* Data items

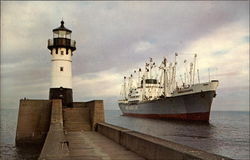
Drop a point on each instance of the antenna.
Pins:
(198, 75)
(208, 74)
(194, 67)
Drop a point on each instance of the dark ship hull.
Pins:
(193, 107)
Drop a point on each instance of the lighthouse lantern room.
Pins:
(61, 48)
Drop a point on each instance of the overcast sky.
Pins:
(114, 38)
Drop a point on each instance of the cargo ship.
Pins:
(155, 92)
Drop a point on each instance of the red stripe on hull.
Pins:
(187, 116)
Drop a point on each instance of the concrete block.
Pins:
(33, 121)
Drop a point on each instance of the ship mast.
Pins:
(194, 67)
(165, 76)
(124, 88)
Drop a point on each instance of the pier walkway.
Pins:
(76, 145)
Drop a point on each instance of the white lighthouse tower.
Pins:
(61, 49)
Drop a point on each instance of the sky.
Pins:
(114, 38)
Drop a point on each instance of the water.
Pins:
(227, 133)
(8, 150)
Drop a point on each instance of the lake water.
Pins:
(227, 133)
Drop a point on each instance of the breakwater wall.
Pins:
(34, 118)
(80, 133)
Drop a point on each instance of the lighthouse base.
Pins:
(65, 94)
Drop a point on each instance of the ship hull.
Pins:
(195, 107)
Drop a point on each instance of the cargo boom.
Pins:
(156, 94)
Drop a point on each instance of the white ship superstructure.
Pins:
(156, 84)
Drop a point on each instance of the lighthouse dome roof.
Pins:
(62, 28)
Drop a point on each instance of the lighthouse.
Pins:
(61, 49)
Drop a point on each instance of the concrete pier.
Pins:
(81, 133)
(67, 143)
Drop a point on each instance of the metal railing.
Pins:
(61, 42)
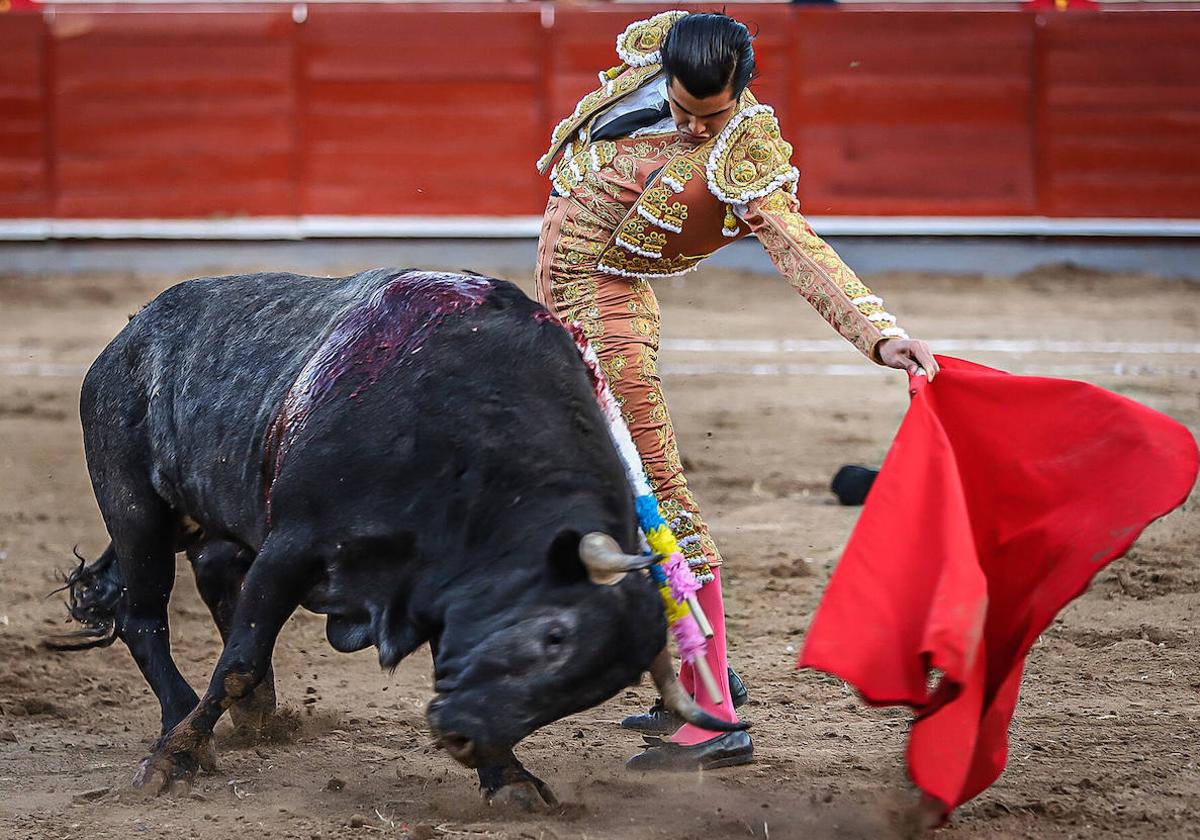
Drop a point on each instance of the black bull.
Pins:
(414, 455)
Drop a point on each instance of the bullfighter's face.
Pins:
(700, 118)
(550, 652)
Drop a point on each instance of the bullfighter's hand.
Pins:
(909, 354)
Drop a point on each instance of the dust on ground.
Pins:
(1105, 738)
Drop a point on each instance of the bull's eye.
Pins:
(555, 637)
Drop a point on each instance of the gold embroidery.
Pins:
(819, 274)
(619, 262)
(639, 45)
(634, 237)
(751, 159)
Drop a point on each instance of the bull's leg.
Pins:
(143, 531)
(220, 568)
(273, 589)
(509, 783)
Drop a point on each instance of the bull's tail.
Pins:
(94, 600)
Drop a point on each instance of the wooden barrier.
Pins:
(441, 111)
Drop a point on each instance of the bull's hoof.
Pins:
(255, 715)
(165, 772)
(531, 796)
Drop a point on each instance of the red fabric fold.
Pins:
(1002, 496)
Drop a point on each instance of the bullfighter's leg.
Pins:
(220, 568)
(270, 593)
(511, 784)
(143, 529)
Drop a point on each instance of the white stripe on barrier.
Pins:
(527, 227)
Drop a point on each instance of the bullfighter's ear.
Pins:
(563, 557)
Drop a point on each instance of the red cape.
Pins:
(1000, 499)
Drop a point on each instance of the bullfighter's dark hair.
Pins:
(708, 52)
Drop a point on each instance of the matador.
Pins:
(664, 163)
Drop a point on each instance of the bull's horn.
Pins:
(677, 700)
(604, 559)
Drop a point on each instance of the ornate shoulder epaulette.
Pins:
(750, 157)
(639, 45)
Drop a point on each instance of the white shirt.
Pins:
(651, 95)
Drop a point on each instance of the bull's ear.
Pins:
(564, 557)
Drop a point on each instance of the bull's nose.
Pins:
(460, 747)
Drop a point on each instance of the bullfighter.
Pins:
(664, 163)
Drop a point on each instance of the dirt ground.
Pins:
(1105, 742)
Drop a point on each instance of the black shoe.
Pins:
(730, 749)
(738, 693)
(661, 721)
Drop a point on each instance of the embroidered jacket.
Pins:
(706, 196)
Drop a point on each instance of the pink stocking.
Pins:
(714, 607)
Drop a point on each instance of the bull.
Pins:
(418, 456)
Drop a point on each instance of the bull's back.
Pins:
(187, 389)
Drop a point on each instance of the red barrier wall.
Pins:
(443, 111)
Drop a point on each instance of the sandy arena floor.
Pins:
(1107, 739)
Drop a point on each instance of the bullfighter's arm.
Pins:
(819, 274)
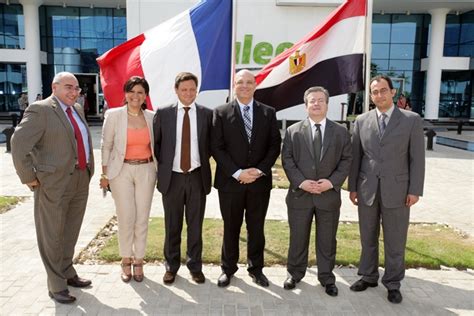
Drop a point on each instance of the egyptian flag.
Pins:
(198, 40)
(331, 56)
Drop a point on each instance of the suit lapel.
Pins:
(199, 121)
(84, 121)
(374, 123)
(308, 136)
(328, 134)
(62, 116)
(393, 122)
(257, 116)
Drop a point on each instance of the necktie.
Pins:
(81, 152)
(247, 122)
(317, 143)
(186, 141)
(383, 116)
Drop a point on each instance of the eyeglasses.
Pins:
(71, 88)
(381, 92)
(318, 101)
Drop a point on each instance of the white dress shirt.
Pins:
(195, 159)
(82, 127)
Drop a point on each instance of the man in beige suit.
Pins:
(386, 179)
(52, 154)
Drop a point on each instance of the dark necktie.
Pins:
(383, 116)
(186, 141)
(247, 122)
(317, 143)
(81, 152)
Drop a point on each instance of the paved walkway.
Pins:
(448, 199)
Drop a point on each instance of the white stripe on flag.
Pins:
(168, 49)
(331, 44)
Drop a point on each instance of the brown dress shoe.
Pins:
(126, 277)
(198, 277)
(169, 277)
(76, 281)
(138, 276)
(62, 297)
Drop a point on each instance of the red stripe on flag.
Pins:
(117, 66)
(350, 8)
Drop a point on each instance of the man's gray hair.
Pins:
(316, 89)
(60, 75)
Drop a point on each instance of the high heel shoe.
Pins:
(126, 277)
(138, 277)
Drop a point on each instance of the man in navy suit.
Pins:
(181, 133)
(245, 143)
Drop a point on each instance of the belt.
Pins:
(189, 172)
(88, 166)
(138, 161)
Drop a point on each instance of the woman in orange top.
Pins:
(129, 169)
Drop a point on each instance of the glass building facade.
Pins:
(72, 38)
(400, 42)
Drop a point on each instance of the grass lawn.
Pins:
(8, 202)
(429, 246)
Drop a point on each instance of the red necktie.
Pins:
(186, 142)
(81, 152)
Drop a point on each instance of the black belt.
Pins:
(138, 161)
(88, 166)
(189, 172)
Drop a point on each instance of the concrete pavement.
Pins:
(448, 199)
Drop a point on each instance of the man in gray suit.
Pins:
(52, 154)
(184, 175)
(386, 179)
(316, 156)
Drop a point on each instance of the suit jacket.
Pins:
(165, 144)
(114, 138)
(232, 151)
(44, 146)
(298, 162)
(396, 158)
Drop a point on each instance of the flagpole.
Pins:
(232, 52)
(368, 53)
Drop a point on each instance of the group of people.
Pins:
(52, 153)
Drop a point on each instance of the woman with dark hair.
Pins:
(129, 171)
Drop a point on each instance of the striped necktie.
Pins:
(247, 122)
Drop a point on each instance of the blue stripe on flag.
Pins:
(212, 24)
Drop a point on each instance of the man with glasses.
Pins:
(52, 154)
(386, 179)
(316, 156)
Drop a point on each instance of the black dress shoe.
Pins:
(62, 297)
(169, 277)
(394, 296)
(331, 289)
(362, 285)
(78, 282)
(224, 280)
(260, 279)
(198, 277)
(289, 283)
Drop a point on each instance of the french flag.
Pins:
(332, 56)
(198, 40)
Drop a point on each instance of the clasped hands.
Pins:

* Task requirements
What is needed is the number of lines in the data that hold the word "shirt", and nothing more.

* Answer box
2